Selected passage:
Lavish Leadership
“Maybe Microsoft suffers from too much leadership.”
That surprising statement came from an industry analyst with one of the major groups. We were recently splitting lunch and enjoying some obscenely great Silicon Valley weather, discussing the tech industry as a whole and wondering if Microsoft might soon be known only as “The Xbox Company.” We mutually marveled at how seemingly inept Microsoft has become, with one market disaster after another. Since we both had experience with start-ups and big vendors alike, the discussion focused keenly on leadership and ossification.
You never want to be the leader for the former.
Microsoft has two primary problems when it comes to innovation, the first of which is that they remain consumed by former glories and the old ways of thinking. This same analyst told me that – at least until recently – Microsoft sized their markets based on the number of PCs in an organization, not the number of information workers. Like the IBM of old where all activities revolved around the mainframe, Microsoft revolves too much of its thinking around desktops. Given mobility and Microsoft’s late/flawed strategy for making mobile work, it may be that their PC inertia is throttling their other ambitions.
This is sadly amusing given that mobile is a very personal computing experience and Microsoft started as a personal computer company. To flounder so badly at this fundamentally personal computing pivot point would be perplexing were it not for historical comparisons. The most vivid is IBM, who despite bringing Microsoft to fame via the original PC, was myopically focused on their mainframes. Indeed, much of IBM’s PC business was constrained by making the little machines part of the mainframe ecosystem, not letting it evolve and profiting from that evolution. One could argue (and I will) that Windows 8 was an attempt to bridge mobile to maintain desktop superiority, and failed both markets.
This may be why my analyst friend thinks Microsoft suffers from too much leadership, for they led the Microsoft troops into creating a digital Frankenstein monster that was universally repulsive.
The intersection of markets, trends, leadership and management is conceptually simple. An organization is either ahead or behind a trend (really great companies create trends out of stuff thinner than air). This is where leadership is essential, because leading requires creating and communicating a vision of something that doesn’t exist. Even Microsoft demonstrates this from time to time as they did with their Xbox project, which was so tangent to desktop computing that Microsoft had no choice but to let the Xbox team take their own path.
Management is the essential antithesis of leadership. It is a more mechanical process, one driven by numbers and bureaucracy. Leadership into new markets requires decentralization and flexibility, whereas maintaining a product line leans on management. The tangent problem herein is that management can be infected by inertia, such as Microsoft counting PCs and not people as their market. For Microsoft to have a chance requires delivering different products to different groups, and this requires different groups within Microsoft lead by different visionaries, bridging teams only when necessary. It is a really good to have a single underlying software architecture, but leave the user experience and marketing thereof to decentralized team leaders. After delivering a core OS, separate servers, desktops, mobile and games entirely. Leave the applications group to decide on which platforms they can make a buck.
Microsoft may not have too much leadership, but what they have is too highly concentrated in a single place.

Source data:
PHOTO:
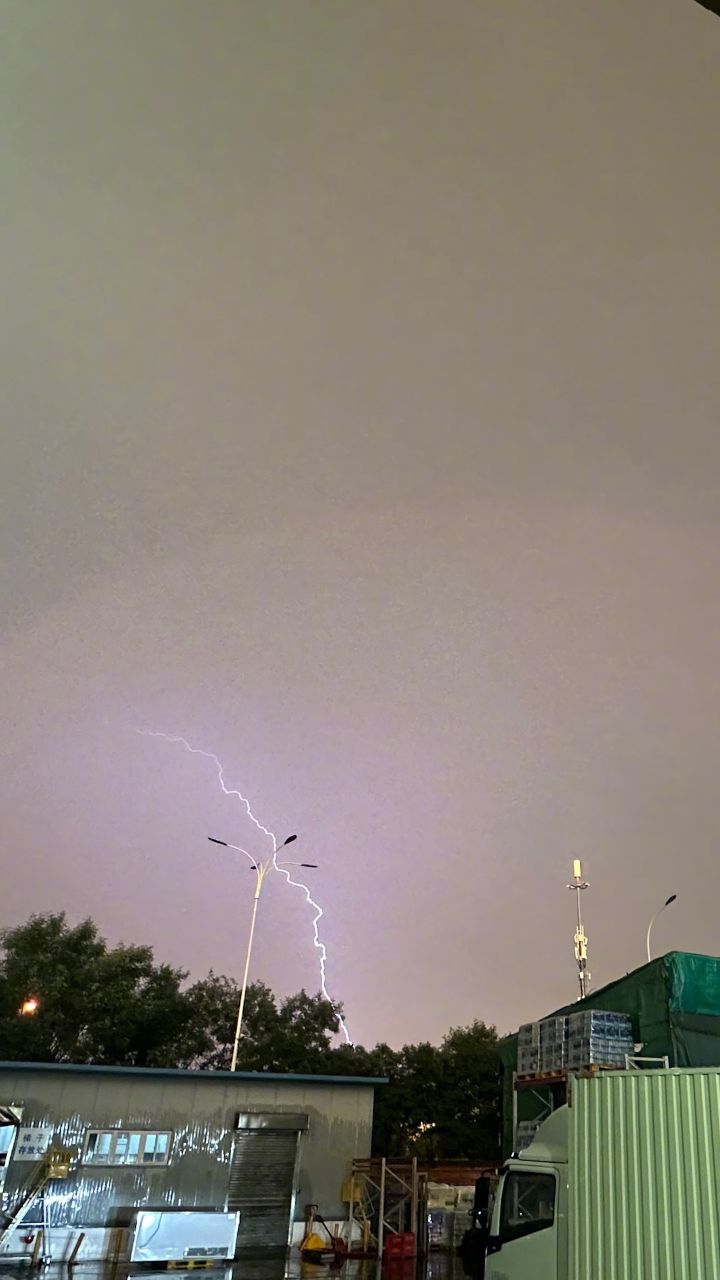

Your task:
Condense the paragraph of the "Lavish Leadership" essay that begins "Management is the essential antithesis of leadership" into a bulleted list of its main points.

Completed task:
- Management is the opposite of leadership. It is a mechanical process driven by numbers and bureaucracy.
- Leading into new markets requires decentralization and flexibility, while maintaining a product line relies on management.
- Management can be infected by inertia, as when Microsoft counted PCs rather than people as its market.
- To have a chance, Microsoft must deliver different products to different groups. This calls for separate internal groups led by different visionaries, bridged only when necessary.
- A single underlying software architecture is good, but user experience and its marketing should be left to decentralized team leaders.
- After a core OS is delivered, servers, desktops, mobile and games should be fully separated.
- The applications group should decide which platforms it can profit from.